» Stated exercise
Render every line of the items below as a Markdown table with two columns, "No." for the row number and "Line" for the line itself, and leave out any blank lines.

▶

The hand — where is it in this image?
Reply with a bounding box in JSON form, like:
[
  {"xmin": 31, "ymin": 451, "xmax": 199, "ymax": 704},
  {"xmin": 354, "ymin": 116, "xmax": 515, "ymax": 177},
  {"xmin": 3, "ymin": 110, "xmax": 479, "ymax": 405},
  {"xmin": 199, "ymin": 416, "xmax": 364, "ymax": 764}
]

◀

» Response to the exercise
| No. | Line |
|---|---|
| 1 | The hand — where is it in this image? |
| 2 | Reply with a bounding box in JSON form, like: |
| 3 | [ |
| 4 |   {"xmin": 31, "ymin": 451, "xmax": 199, "ymax": 704}, |
| 5 |   {"xmin": 354, "ymin": 116, "xmax": 515, "ymax": 177}, |
| 6 |   {"xmin": 3, "ymin": 110, "xmax": 479, "ymax": 405}, |
| 7 |   {"xmin": 199, "ymin": 416, "xmax": 364, "ymax": 764} |
| 8 | ] |